- [What is needed] Restate the entire listing word for word.

- [Items]
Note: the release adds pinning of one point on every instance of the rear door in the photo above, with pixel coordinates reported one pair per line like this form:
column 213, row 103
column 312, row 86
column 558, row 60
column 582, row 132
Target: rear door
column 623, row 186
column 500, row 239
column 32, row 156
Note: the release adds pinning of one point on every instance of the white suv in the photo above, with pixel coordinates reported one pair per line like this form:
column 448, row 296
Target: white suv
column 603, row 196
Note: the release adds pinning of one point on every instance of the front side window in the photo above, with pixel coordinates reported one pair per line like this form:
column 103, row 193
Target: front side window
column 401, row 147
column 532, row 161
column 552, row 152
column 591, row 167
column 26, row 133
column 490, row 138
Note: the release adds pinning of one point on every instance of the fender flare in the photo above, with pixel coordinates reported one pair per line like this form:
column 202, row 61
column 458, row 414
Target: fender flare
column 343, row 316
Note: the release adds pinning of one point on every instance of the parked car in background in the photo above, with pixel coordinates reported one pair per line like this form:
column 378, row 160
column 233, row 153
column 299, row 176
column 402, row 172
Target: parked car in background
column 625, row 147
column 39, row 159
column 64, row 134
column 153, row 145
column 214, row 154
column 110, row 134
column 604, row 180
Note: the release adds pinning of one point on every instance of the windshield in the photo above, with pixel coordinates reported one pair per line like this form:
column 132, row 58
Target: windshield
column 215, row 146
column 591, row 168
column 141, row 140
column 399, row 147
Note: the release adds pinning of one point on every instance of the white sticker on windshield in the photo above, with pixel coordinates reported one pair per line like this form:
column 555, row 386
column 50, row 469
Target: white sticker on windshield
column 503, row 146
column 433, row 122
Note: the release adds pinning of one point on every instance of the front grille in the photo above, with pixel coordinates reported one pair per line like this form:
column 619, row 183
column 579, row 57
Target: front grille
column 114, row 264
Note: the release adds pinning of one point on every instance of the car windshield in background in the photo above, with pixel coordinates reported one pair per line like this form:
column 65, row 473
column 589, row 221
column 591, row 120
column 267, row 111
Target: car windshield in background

- [Answer below]
Note: the release adds pinning of one point on every instance of the rear door in the photo above, with pixel coordinates reported one pair per line like this form:
column 213, row 103
column 312, row 86
column 558, row 60
column 582, row 132
Target: rear door
column 623, row 186
column 500, row 239
column 32, row 156
Note: the release adds pinning of one point on every instance of the white suv in the photo above, with pixel coordinates reported one pair per line like this form:
column 448, row 296
Target: white suv
column 603, row 196
Note: the release adds pinning of one point on every instance of the front side window in the photo above, with pixel coordinates reported one pair per line like this form:
column 103, row 193
Target: front side window
column 401, row 147
column 532, row 161
column 552, row 152
column 591, row 167
column 26, row 133
column 490, row 138
Note: the release adds pinning of one point on every instance of the fender flare in the photo above, with pixel coordinates reported one pair per line like this form:
column 202, row 61
column 458, row 414
Target: fender flare
column 343, row 316
Note: the release adds pinning of one point on every instance of the parked car in background in the photo above, with pixel coordinates reported one pair per line like this form:
column 378, row 160
column 233, row 153
column 299, row 176
column 402, row 172
Target: parked car in background
column 625, row 147
column 39, row 159
column 64, row 134
column 153, row 145
column 214, row 154
column 110, row 134
column 604, row 180
Note: the release adds pinning of one point on every instance of the windshield in the photo above, with pixel coordinates reported one pair per line like this form:
column 132, row 58
Target: windshield
column 215, row 146
column 591, row 168
column 141, row 140
column 399, row 147
Note: the release adds pinning of one point on every instance of the white sticker on windshield in the photo above, with pixel coordinates reported one pair per line like this form:
column 555, row 386
column 50, row 469
Target: white sticker on windshield
column 503, row 146
column 433, row 122
Note: the release adds pinning of one point on every instance of the front grille in the photo above, with pixel coordinates reported one pair per line like this form:
column 619, row 183
column 579, row 57
Target: front grille
column 114, row 264
Note: the release adds pinning of one point on every instance of the car windshield in background in the photo above, with pixel coordinates reported one pair per line like this form:
column 65, row 473
column 589, row 221
column 591, row 120
column 267, row 111
Target: car windshield in background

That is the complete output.